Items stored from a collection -
□ □ □ □

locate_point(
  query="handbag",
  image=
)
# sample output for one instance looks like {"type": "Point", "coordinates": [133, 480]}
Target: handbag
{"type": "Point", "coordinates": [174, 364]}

□ □ □ □

TASK DESCRIPTION - Set down all of the material above again, line for line, changing nothing.

RESPONSE TO THE EXERCISE -
locate_point(
  query="handbag",
  image=
)
# sample output for one instance looks like {"type": "Point", "coordinates": [133, 480]}
Target: handbag
{"type": "Point", "coordinates": [174, 364]}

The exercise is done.